引用文:
説明

対話モデル構築装置、方法、及びプログラム

【課題】3回以上のやりとりが少ない対話データを学習データとして用いた場合でも、精度の良い対話モデルを構築する。
【解決手段】部分集合抽出部12は、2回のやりとりの対話データを複数取得する。辞書データ20から見出し抽出部14が見出し語を抽出し、カテゴリ抽出部16がカテゴリ情報を抽出して、見出し語・カテゴリ情報のペアを作成する。部分集合抽出部12は、取得した対話データ内の各単語に見出し語・カテゴリ情報に基づいてカテゴリ情報を付与し、入力されたキーワードを単語及びカテゴリ情報に含む対話データを部分集合として抽出する。対話モデル学習部18は、部分集合を用いて、学習過程において2回のやりとりから、内容が近い発話データをクラスタリングすることで2回を超えるやりとりを構成しながらHMMを学習し、学習したHMMを対話モデルとして出力する。

【発明の詳細な説明】
【技術分野】
【0001】
本発明は、対話モデル構築装置、方法、及びプログラムに係り、特に、対話の分析や対話システム等で利用可能な対話モデルを構築するための対話モデル構築装置、方法、及びプログラムに関する。
【背景技術】
【0002】
従来、複数の対話データを学習することにより、対話の分析や対話システム等で利用可能な対話モデルを構築することが行われている。対話モデルとは、対話における発話の遷移を有限状態オートマトンなどの状態と遷移とを持つ構造で表したものである。このような対話モデルを利用すると、対話において話者がどのような流れで話をしているのかを分析したり、対話システムが次にどのような発話を行えばよいかに関する知見を得たりすることが可能である。対話モデルとしては、隠れマルコフモデル(Hidden Markov Model:HMM)が用いられることが多く、例えば、人同士が傾聴を行っている対話をHMMによってモデル化した対話モデルが提案されている(例えば、非特許文献1参照)。非特許文献1の対話モデルを用いた分析により、傾聴行為に重要な発言などが分かる。
【0003】
対話のモデル化を行うためには、元となる対話データが必要である。しかし、対話データを大量に収集することは被験者を雇ったりする必要があり、コストが高い。そして、対話データを大量に収集することが困難であるため、対話内容を限定したデータ収集をせざるを得ず、対話データの内容も特定の話題に限られてしまう。そのため、近年流行しているマイクロブログサービスのデータを用いる手法が提案されている(例えば、非特許文献2参照)。マイクロブログサービスとは、ユーザが短いテキスト(「つぶやき」等と称される)をインターネットに投稿するサービスのことである。このようなサービスではユーザ同士がつぶやきのやりとりを行うため、そのやりとりのデータは対話的な側面を持つ。ここで、「やりとりのデータ」とは、あるユーザの投稿に対して、別のユーザが返信の投稿を行うような返信関係にある一連のデータをいう。マイクロブログサービスにおける投稿数は一日に二億とも言われ、非常に量が多く、また、多くのユーザが投稿するため、内容に多様性があり、従来のデータ収集では不可能だった対話データの量及び質を確保できる可能性がある。

収集資料:
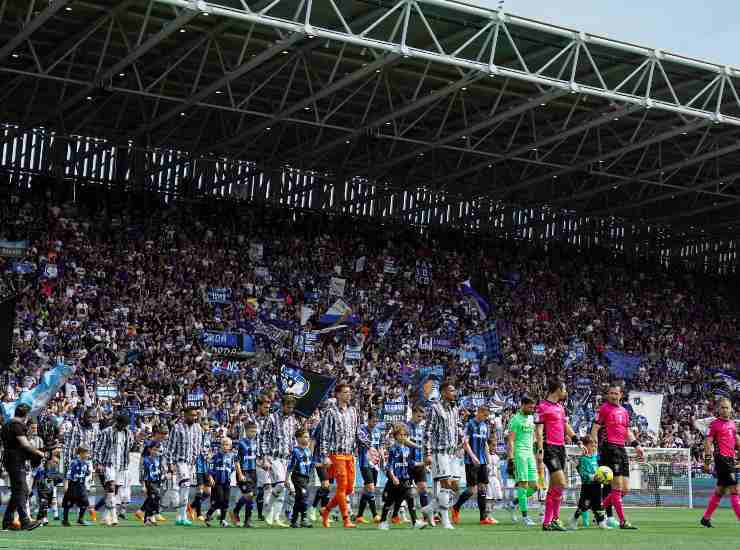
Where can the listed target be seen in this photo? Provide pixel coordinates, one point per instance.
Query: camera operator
(18, 449)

出題内容 1:
引用文の内容に基づいて、次の問いに答えてください。
(a) 対話モデルとして多く用いられるモデルは何ですか。
(b) マイクロブログサービスにおける一日の投稿数はどれほどと言われていますか。
(c) 辞書データ20から見出し語を抽出するのはどの部ですか。
出題内容 2:
引用文によると、対話データの内容が特定の話題に限られてしまうのはなぜですか。
出題内容 3:
次の各記述が引用文の内容と合っているかどうかを判断し、根拠となる文言を引用してください。
(a) マイクロブログサービスでは、ユーザが長いテキストを投稿する。
(b) 対話モデル学習部18は、学習したHMMを対話モデルとして出力する。
(c) 対話データを大量に収集することは低コストで行える。

解答例 1:
(a) 隠れマルコフモデル(Hidden Markov Model:HMM)です。
(b) 二億とも言われています。
(c) 見出し抽出部14です。

解答例 2:
対話データを大量に収集するには被験者を雇う必要などがあってコストが高く、大量収集が困難です。そのため、対話内容を限定してデータを収集せざるを得ないからです。

解答例 3:
(a) いいえ。「ユーザが短いテキスト(「つぶやき」等と称される)をインターネットに投稿するサービス」とあります。
(b) はい。「学習したHMMを対話モデルとして出力する」とあります。
(c) いいえ。「対話データを大量に収集することは被験者を雇ったりする必要があり、コストが高い」とあります。